== What to produce ==
Your answer must be an exact retyping of the line containing "Target: row of trees" and every line after it through the end of the records below, with no pictures and nothing else.

[Referring expression pointing data]

------------------------------------------------------------------------

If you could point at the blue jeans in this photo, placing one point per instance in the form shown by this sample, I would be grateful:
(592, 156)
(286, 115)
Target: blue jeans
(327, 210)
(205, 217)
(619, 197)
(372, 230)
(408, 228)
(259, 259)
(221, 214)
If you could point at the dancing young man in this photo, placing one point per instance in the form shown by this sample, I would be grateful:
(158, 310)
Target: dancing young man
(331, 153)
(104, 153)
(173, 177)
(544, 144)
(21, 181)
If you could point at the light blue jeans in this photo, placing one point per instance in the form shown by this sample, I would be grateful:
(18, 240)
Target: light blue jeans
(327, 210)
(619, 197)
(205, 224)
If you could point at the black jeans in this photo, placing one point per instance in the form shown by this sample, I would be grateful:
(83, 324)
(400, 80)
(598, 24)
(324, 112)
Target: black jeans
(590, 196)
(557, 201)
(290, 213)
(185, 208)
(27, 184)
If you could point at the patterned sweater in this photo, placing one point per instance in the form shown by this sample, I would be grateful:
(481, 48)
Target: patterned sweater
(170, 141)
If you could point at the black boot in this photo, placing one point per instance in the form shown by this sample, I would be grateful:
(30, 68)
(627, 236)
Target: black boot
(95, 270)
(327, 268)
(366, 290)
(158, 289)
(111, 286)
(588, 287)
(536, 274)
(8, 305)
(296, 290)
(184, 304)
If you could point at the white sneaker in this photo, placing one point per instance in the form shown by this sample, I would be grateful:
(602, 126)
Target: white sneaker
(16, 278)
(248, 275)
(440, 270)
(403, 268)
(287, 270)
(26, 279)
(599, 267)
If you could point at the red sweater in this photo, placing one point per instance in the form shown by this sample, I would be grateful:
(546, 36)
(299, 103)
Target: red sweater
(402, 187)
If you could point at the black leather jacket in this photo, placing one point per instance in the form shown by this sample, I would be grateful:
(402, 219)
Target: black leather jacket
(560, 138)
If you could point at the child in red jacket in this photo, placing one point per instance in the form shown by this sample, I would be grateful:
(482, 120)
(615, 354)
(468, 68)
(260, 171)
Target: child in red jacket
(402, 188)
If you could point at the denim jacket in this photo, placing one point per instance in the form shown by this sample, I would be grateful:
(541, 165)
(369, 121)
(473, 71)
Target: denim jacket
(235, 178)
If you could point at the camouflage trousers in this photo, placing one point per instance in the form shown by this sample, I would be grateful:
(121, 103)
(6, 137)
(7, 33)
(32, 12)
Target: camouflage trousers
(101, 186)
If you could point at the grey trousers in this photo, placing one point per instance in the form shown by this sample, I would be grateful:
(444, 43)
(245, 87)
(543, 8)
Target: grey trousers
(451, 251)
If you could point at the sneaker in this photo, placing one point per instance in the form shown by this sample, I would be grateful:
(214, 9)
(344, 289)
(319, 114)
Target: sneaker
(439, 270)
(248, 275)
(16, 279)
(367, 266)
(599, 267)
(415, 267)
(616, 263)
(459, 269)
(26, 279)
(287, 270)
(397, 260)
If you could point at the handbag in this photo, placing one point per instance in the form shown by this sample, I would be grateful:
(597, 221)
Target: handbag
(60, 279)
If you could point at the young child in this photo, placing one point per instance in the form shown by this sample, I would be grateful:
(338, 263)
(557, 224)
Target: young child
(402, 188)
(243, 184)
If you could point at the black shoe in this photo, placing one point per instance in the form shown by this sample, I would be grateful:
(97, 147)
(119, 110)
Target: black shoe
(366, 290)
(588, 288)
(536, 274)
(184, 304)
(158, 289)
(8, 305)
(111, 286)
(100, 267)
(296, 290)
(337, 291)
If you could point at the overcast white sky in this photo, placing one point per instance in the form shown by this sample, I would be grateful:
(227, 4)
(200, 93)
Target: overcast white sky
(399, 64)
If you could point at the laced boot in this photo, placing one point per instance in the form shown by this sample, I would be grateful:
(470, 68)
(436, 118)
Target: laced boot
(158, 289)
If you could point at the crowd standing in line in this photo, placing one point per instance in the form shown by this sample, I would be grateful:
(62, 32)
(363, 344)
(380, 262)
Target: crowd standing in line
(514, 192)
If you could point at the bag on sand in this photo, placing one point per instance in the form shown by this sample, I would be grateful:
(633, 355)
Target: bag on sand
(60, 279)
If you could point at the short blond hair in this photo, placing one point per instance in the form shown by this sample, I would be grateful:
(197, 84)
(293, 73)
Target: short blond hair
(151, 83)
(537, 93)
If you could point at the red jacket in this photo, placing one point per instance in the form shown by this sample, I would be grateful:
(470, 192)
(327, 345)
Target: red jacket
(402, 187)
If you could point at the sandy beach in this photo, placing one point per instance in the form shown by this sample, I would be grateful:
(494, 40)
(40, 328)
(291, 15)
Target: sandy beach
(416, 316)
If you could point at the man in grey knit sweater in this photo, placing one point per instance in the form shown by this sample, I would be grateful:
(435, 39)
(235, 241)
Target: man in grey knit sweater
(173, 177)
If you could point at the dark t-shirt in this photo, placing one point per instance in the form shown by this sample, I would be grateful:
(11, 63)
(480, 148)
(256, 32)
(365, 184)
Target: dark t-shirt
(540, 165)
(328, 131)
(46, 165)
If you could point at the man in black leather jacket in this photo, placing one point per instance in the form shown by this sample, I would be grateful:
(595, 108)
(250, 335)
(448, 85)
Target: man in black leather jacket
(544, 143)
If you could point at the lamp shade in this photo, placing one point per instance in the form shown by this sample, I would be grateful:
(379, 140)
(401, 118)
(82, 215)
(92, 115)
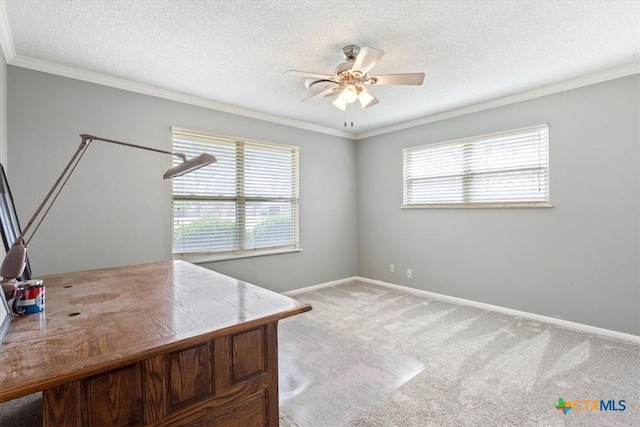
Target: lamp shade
(350, 94)
(197, 162)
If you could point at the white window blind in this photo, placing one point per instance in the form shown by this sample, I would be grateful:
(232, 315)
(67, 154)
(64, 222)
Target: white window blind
(508, 169)
(245, 204)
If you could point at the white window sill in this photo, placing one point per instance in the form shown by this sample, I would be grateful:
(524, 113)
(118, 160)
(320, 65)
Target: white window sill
(479, 206)
(204, 258)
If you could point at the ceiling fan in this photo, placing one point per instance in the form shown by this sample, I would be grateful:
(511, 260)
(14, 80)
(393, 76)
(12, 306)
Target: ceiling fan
(351, 78)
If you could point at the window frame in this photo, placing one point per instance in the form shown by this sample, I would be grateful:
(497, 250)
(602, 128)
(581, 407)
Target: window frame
(465, 143)
(240, 201)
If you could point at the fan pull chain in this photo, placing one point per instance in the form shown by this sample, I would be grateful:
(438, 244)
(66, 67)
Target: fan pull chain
(348, 115)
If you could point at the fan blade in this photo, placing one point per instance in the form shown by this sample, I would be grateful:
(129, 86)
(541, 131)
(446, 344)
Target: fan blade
(400, 79)
(323, 93)
(366, 99)
(366, 59)
(311, 75)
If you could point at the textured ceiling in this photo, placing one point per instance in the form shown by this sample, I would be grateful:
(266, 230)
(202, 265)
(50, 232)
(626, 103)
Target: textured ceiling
(236, 52)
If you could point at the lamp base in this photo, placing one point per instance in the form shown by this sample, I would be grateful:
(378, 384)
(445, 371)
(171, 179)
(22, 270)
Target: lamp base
(9, 287)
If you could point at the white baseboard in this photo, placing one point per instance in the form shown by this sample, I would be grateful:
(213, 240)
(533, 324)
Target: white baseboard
(320, 286)
(538, 317)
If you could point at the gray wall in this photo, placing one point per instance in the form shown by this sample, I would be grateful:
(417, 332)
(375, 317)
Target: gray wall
(576, 261)
(116, 209)
(3, 111)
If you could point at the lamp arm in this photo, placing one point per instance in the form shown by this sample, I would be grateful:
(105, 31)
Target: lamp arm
(83, 146)
(90, 138)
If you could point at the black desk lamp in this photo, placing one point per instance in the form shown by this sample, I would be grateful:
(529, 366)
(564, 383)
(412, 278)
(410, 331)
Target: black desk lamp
(16, 258)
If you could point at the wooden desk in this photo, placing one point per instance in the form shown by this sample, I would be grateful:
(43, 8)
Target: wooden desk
(166, 343)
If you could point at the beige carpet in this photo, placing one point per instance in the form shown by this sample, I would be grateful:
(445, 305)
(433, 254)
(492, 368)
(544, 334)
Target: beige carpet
(482, 368)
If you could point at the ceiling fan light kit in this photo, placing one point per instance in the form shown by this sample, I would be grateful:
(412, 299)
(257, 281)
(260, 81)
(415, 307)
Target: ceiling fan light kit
(350, 78)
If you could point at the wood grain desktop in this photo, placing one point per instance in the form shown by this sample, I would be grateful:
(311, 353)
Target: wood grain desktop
(166, 343)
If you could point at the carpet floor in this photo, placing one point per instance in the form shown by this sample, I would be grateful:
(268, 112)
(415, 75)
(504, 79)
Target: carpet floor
(481, 368)
(367, 355)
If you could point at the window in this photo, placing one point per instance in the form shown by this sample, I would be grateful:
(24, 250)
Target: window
(509, 169)
(245, 204)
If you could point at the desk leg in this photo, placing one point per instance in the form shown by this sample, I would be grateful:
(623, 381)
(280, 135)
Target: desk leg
(62, 405)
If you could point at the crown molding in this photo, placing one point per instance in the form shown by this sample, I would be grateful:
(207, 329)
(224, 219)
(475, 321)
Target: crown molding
(118, 83)
(7, 46)
(599, 77)
(6, 41)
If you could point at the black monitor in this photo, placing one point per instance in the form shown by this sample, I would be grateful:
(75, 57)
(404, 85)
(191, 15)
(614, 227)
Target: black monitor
(9, 221)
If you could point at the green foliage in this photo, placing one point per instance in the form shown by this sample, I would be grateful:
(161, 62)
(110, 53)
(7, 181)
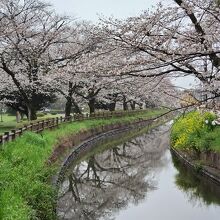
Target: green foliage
(194, 131)
(25, 189)
(41, 114)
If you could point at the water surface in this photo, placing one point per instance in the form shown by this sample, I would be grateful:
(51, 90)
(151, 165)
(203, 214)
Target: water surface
(137, 179)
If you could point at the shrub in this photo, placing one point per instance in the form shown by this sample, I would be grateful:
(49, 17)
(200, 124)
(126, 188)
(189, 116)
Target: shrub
(191, 131)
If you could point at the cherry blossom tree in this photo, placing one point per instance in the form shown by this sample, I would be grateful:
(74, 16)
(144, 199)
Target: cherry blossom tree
(179, 40)
(31, 49)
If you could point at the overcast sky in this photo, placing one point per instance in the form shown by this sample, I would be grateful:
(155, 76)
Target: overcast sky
(92, 9)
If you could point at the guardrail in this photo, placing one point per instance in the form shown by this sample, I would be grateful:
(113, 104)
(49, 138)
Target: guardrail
(55, 122)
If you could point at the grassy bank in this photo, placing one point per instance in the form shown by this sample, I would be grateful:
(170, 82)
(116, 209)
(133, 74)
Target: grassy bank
(194, 131)
(25, 192)
(9, 121)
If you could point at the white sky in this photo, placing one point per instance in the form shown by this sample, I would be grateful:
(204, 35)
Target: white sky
(92, 9)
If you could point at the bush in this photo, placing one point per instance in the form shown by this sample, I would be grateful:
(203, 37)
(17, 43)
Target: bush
(192, 131)
(41, 114)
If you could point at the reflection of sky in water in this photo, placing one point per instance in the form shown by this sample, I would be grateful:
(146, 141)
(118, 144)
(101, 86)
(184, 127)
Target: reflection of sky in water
(152, 193)
(169, 203)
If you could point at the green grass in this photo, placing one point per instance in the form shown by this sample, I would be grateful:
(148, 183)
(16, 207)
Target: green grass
(9, 122)
(25, 189)
(190, 132)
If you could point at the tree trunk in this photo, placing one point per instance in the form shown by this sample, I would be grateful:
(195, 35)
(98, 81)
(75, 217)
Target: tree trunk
(125, 104)
(68, 107)
(112, 106)
(132, 103)
(76, 107)
(91, 105)
(32, 114)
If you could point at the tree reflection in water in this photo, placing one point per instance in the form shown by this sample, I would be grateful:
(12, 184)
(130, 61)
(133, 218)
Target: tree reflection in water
(107, 182)
(199, 190)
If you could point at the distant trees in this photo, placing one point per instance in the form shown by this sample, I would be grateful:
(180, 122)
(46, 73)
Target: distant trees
(127, 63)
(179, 40)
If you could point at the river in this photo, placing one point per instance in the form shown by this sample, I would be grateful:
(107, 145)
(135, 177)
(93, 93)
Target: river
(136, 179)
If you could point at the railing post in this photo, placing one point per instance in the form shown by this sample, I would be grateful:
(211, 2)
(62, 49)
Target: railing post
(21, 131)
(1, 139)
(7, 136)
(13, 134)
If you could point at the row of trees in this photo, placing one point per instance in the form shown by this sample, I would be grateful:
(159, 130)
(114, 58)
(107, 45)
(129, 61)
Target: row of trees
(44, 55)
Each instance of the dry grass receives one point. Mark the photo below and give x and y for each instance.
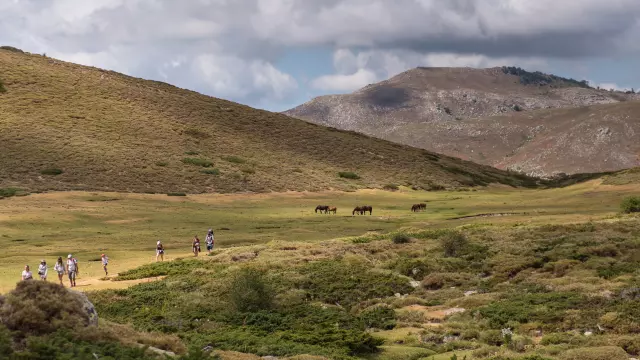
(107, 131)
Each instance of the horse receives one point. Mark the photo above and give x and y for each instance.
(322, 208)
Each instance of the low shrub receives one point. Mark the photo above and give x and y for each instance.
(234, 159)
(596, 353)
(453, 244)
(51, 171)
(250, 291)
(630, 205)
(211, 171)
(348, 175)
(401, 239)
(198, 162)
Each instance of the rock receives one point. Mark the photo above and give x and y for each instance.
(87, 306)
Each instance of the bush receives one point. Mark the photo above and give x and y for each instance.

------------------------------------------------------------------------

== Result for this exercise ==
Target: row of trees
(44, 55)
Each instance of the dry grass receives one point. Mark the photo below and give x and y for each instance.
(107, 131)
Each instance of the horse receives one point. Mark the photo above and give x and y for each instance.
(322, 208)
Each instance of the low shrub receives one point. Mark the photo above and give x and y for each instance.
(234, 159)
(596, 353)
(453, 244)
(51, 171)
(250, 291)
(630, 205)
(211, 171)
(348, 175)
(401, 239)
(198, 162)
Each instance of the rock receives one point. Mark the photo above and give x and y for each instance.
(87, 306)
Each instance of the bush receives one point. Mark the photo above and give x and y for each instance.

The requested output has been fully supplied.